◆ Teks yang Diberikan
* * * * *

Sebelumnya, raksasa ride-hailing China Didi Global melarang karyawan dan mantan karyawan menjual saham perusahaan tanpa batas waktu.

Hal itu menurut laporan Financial Times yang mengutip sumber tanpa menyebutkan identitas, Senin, 27 Desember 2021. Periode penguncian yang berlangsung selama 180 hari pasca initial public offering (IPO) baik staf aktif dan mantan karyawan pengembang tidak diizinkan menjual saham yang semestinya sudah berakhir pada Senin, 27 Desember 2021. Namun, Didi memperpanjang larangan tersebut tanpa batas waktu.

Menurut laporan, karyawan tidak dapat menjual saham tersebut sampai perusahaan terdaftar (listing) kembali di Hong Kong. Demikian mengutip Channel News Asia, ditulis Jumat, 31 Desember 2022.

Didi Global tidak memberikan tanggapan maupun komentar terkait laporan tersebut.

* * * * *

◆ Data yang Ditampilkan
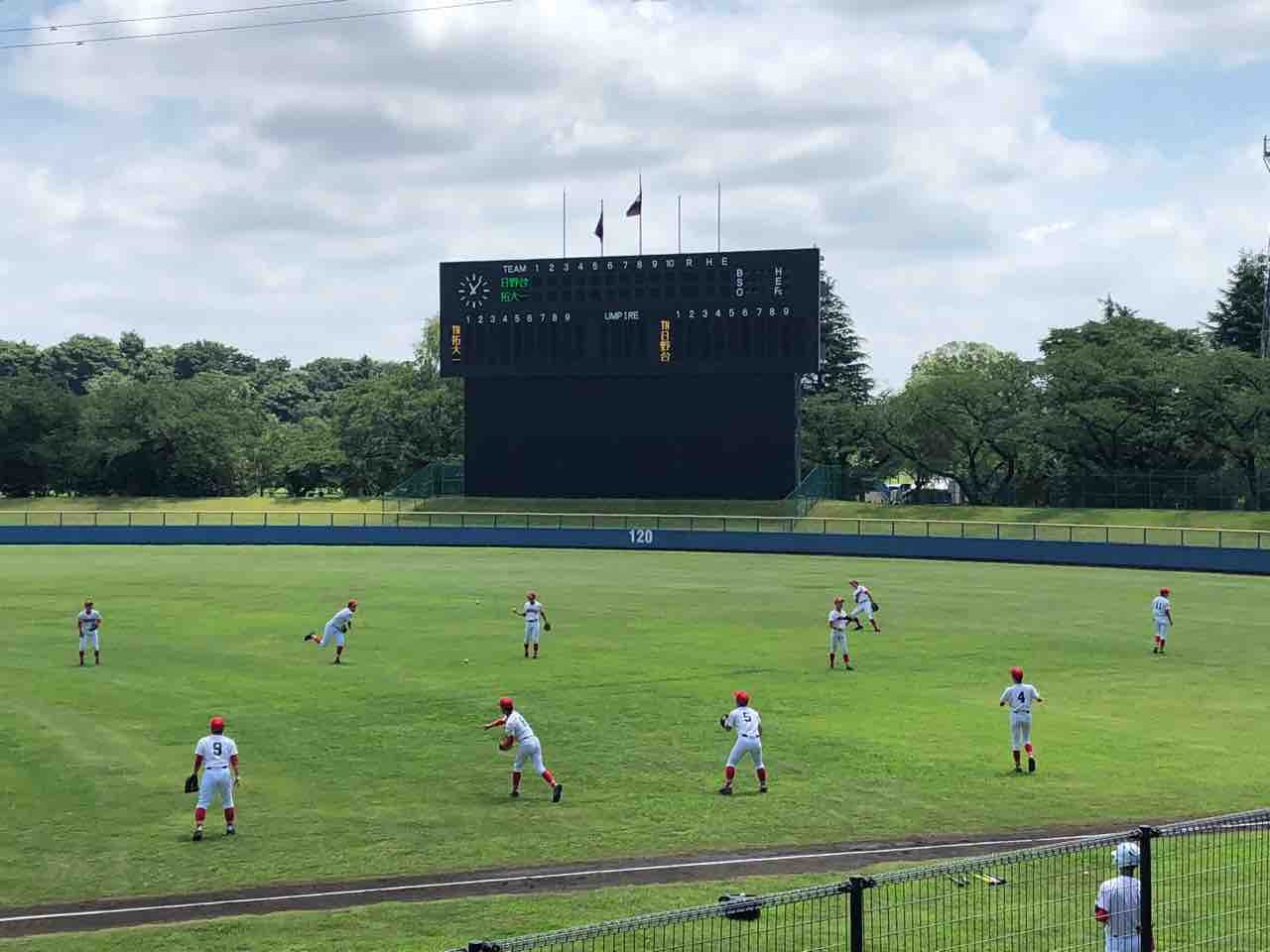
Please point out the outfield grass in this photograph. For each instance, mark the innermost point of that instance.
(380, 766)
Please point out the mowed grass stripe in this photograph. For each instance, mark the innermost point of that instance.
(380, 767)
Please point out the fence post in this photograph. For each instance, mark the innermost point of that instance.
(856, 887)
(1144, 834)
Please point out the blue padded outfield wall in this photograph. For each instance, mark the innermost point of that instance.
(1252, 561)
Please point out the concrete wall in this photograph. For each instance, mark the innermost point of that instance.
(1112, 555)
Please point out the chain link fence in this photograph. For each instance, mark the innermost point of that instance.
(1196, 885)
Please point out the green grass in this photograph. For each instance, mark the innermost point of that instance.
(380, 766)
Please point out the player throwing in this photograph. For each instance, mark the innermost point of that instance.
(1119, 904)
(335, 629)
(89, 626)
(1162, 615)
(1020, 697)
(865, 606)
(516, 730)
(838, 634)
(217, 756)
(744, 720)
(535, 619)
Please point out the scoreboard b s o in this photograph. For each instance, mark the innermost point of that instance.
(647, 315)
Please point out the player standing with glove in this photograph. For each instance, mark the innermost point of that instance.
(89, 624)
(744, 720)
(517, 731)
(217, 756)
(1020, 697)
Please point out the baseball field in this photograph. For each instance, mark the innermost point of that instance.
(379, 767)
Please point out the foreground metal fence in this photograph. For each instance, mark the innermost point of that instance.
(629, 522)
(1198, 885)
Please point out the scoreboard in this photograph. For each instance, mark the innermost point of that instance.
(740, 312)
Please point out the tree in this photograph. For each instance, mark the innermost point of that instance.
(1225, 398)
(18, 357)
(204, 356)
(966, 414)
(80, 358)
(843, 366)
(1236, 318)
(1110, 399)
(39, 422)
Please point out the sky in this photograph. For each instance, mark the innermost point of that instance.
(971, 171)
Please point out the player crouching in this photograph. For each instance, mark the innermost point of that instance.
(744, 720)
(217, 756)
(516, 730)
(339, 624)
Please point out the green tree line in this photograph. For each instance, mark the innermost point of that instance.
(93, 416)
(1118, 394)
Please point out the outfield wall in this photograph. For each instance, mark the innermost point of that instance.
(1251, 561)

* * * * *

◆ Soal Latihan 1
Menurut teks tentang larangan penjualan saham Didi Global, sampai kapan karyawan tidak dapat menjual saham tersebut?
◆ Soal Latihan 2
Lanjutkan teks tentang larangan penjualan saham Didi Global setelah kalimat terakhirnya.

◆ Hasil Latihan 1
Sampai perusahaan terdaftar (listing) kembali di Hong Kong.

◆ Hasil Latihan 2
Perusahaan merupakan salah satu target operasi dari tindakan keras regulasi dari pemerintah China. Alhasil memaksa raksasa ride-hailing yang berpusat di Beijing mengumumkan rencana delisting atau penghapusan nama perusahaan di New York Stock Exchange. Didi pun berupaya mengejar listing di Hong Kong.

Administrasi Cyberspace China  mengatakan kepada perusahaan untuk berhenti mendaftarkan pengguna baru segera setelah debut NYSE pada Juni. Penawaran perusahaan masih dalam penyelidikan.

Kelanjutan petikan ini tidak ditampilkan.